[Extracted data entries]
________________________________________
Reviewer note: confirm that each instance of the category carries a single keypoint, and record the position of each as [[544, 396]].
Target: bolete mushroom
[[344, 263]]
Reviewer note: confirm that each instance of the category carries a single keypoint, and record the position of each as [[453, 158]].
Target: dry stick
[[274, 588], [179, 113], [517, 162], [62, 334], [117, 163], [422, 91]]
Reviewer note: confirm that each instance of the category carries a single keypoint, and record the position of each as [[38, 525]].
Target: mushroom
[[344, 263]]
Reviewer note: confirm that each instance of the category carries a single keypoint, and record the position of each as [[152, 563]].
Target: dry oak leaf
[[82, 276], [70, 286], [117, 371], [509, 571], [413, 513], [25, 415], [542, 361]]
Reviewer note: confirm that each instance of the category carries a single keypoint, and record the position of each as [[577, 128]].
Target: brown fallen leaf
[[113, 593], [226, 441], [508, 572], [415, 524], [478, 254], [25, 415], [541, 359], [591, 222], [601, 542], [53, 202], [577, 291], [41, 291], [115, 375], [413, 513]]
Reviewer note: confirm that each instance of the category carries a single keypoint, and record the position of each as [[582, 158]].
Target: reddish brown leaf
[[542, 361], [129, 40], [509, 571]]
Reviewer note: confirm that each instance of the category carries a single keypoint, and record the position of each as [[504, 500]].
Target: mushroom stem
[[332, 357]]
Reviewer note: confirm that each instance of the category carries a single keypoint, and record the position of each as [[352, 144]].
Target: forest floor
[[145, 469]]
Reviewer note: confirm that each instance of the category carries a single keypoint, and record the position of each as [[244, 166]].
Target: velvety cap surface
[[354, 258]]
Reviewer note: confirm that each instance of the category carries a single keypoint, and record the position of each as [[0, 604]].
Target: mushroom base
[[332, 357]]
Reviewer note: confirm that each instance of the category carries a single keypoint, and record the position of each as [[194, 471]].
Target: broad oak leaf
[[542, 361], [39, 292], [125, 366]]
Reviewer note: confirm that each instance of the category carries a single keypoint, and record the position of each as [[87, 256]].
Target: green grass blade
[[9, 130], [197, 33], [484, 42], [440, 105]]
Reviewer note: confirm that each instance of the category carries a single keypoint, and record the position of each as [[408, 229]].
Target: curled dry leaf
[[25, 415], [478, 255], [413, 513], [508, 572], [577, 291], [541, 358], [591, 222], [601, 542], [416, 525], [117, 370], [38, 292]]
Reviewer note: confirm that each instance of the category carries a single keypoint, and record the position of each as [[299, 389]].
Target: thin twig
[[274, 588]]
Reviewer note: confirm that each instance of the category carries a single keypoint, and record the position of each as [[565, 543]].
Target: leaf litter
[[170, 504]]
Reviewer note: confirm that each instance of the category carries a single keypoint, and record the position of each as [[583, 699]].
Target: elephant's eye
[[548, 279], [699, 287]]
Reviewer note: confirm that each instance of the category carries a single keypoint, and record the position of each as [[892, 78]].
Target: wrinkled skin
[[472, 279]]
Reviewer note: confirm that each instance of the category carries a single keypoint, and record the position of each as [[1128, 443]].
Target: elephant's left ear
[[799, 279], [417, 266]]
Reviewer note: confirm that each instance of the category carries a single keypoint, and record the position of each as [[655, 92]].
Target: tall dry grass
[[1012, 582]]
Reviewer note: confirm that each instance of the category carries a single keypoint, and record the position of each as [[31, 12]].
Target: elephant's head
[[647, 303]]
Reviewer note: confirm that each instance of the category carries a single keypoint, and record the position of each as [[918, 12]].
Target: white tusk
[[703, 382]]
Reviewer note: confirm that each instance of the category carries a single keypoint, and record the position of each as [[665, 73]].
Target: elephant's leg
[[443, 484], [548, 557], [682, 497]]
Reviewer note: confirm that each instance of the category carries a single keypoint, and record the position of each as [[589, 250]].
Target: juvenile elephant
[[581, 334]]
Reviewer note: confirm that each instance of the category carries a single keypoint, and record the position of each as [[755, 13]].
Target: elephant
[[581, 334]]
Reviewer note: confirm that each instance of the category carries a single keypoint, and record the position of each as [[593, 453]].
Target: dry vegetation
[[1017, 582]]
________________________________________
WHAT YOU SHOULD DO – Copy out, word for word, the stretch of the records above from the line containing "as [[152, 563]]." through the line containing "415], [542, 361]]".

OUTPUT BELOW –
Reviewer note: confirm that each instance of the category carries a single keypoint, and record the position of each as [[152, 563]].
Target: dry oak leaf
[[82, 276], [70, 286], [117, 371], [509, 571], [413, 513], [25, 415], [542, 361]]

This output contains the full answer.